◆ DIRECTIONS FOR THIS TASK:
The required output is the lines below from the line containing "Query: blonde hair" to the line containing "[[282, 217], [619, 77]]", inclusive, retyped exactly. No other lines belong in it.

START STUDY MATERIAL

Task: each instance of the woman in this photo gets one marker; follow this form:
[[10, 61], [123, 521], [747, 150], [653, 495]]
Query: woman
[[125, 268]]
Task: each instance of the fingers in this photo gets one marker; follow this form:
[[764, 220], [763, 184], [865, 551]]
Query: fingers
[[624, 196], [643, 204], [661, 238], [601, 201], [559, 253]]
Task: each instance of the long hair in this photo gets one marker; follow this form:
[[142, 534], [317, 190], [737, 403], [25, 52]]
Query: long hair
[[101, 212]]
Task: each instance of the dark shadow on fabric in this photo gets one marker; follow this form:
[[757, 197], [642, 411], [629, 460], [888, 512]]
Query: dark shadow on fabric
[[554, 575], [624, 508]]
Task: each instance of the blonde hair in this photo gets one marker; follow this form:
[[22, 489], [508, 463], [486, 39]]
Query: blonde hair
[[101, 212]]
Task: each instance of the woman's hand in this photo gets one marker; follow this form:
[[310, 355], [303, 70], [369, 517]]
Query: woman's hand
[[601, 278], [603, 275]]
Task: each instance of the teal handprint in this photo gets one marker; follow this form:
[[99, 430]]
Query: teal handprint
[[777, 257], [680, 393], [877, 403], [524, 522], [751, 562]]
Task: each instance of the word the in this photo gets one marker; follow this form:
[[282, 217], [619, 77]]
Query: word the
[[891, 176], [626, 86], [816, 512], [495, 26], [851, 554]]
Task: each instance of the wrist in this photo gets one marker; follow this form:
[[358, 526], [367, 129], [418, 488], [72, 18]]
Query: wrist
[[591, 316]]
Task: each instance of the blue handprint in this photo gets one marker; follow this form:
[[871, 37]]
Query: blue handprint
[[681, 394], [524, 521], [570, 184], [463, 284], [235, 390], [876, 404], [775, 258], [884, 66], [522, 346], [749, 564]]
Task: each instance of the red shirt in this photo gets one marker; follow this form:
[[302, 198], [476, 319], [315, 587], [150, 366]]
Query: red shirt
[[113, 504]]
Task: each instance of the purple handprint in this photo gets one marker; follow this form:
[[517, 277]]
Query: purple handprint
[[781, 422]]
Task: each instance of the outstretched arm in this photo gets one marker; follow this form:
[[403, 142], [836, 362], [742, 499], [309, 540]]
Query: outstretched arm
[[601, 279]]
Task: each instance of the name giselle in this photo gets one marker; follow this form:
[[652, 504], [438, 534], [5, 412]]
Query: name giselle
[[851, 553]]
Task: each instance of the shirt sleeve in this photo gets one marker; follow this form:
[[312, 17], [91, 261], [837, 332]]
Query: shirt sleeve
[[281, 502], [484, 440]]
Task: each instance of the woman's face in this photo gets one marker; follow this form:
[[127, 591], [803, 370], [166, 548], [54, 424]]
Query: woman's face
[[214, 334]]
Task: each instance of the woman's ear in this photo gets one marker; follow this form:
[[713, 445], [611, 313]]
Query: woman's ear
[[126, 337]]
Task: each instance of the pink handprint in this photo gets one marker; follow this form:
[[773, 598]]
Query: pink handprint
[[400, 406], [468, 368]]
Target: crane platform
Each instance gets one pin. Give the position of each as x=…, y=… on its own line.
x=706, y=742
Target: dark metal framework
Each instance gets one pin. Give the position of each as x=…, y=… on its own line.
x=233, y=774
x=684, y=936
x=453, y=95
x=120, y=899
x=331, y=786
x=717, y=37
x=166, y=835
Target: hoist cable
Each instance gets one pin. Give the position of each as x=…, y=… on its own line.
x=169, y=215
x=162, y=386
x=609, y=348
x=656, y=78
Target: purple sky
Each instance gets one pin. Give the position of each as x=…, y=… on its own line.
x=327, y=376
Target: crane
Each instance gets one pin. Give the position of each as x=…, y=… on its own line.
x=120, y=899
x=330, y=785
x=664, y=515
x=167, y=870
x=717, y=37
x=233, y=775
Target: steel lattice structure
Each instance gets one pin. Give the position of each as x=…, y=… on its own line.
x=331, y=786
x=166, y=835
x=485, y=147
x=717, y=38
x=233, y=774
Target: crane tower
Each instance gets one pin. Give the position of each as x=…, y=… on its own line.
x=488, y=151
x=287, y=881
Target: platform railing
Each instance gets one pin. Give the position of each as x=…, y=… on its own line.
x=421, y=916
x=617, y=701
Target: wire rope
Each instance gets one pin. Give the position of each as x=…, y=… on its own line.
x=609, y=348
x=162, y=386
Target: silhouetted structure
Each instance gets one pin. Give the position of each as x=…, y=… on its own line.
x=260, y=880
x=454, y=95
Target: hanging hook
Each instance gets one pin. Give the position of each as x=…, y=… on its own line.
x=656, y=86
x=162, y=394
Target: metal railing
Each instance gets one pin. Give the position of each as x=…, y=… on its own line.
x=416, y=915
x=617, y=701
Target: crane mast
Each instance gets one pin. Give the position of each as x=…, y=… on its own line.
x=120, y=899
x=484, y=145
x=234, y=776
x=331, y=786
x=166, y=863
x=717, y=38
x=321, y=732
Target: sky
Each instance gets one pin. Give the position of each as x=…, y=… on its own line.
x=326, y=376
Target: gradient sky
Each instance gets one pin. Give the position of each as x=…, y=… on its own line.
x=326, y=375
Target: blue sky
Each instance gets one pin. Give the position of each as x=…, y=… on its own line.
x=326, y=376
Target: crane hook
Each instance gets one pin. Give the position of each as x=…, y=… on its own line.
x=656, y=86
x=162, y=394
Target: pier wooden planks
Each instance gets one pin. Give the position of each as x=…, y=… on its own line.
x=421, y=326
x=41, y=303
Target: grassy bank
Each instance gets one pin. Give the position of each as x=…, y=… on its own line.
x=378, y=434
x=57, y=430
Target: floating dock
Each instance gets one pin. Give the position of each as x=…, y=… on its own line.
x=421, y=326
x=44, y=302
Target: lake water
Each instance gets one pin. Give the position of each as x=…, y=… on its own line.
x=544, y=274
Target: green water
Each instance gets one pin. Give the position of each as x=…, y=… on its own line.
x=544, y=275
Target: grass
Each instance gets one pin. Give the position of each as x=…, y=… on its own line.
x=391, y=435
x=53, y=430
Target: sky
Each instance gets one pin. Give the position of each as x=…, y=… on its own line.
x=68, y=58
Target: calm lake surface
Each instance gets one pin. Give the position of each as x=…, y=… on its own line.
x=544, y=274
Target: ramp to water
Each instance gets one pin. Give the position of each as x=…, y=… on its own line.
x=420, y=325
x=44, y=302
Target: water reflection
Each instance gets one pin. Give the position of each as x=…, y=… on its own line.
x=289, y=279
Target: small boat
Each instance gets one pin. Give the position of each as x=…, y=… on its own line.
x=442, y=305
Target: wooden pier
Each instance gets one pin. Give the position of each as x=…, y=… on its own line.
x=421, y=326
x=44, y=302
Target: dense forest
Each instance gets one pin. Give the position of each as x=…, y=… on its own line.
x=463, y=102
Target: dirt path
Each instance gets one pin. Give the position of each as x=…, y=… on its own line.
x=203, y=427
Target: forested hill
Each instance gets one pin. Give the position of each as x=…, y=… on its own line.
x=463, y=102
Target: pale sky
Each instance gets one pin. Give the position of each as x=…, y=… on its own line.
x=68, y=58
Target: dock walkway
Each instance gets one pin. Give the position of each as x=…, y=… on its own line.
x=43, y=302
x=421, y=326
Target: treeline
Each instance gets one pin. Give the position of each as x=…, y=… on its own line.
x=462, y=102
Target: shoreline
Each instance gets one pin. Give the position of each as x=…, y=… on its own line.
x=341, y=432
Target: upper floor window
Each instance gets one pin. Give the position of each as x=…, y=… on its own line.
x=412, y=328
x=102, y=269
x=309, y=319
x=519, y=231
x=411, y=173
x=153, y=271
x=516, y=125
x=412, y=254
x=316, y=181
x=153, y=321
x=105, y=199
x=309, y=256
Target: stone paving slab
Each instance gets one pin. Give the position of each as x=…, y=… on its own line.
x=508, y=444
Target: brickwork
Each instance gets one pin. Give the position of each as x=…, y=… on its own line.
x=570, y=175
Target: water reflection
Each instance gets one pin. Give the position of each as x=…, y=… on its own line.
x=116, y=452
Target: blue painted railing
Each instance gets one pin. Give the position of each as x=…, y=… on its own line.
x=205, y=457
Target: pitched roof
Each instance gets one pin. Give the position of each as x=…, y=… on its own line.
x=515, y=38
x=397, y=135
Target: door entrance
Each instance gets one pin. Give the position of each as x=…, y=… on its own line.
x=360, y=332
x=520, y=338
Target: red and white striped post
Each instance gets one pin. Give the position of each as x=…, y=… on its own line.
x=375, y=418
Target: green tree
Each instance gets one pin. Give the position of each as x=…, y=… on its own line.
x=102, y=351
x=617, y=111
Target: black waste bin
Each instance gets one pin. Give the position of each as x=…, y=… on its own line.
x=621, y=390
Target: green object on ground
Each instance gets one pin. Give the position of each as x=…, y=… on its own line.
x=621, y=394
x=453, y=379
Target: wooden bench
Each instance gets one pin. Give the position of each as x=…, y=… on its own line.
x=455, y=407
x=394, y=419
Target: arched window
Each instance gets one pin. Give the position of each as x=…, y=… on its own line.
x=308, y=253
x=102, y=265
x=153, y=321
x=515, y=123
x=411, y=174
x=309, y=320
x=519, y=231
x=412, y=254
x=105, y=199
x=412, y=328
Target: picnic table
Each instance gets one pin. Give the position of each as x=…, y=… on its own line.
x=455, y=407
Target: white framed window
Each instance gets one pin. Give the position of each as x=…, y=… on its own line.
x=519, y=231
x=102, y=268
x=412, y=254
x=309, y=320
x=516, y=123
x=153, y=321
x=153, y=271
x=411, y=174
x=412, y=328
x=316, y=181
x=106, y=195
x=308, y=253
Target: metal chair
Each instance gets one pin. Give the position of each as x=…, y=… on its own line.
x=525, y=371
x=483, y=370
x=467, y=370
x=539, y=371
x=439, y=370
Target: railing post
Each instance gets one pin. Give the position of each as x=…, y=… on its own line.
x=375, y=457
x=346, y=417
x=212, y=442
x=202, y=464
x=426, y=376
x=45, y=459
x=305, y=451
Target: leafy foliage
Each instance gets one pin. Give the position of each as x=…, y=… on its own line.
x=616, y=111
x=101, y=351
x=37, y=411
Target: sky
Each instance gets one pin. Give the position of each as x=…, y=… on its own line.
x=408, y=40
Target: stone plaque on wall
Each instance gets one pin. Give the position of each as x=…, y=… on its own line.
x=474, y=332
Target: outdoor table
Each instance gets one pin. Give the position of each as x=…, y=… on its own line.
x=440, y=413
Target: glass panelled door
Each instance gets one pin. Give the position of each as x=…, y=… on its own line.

END STUDY MATERIAL

◆ REPLY TO THE TASK:
Query: blonde hair
[[101, 212]]
Task: each instance of the woman's hand in this photo gets one marker; follow this form:
[[310, 355], [303, 70], [369, 517]]
Query: woman's hand
[[601, 278], [603, 275]]
Task: each instance of the teal handprint in this photo gets one marker; follow this form:
[[99, 430]]
Query: teal handprint
[[777, 257], [680, 393], [877, 403], [524, 522], [751, 562]]
Task: each instance of the word the in this photo gets one marker; follow this form:
[[282, 217], [619, 77]]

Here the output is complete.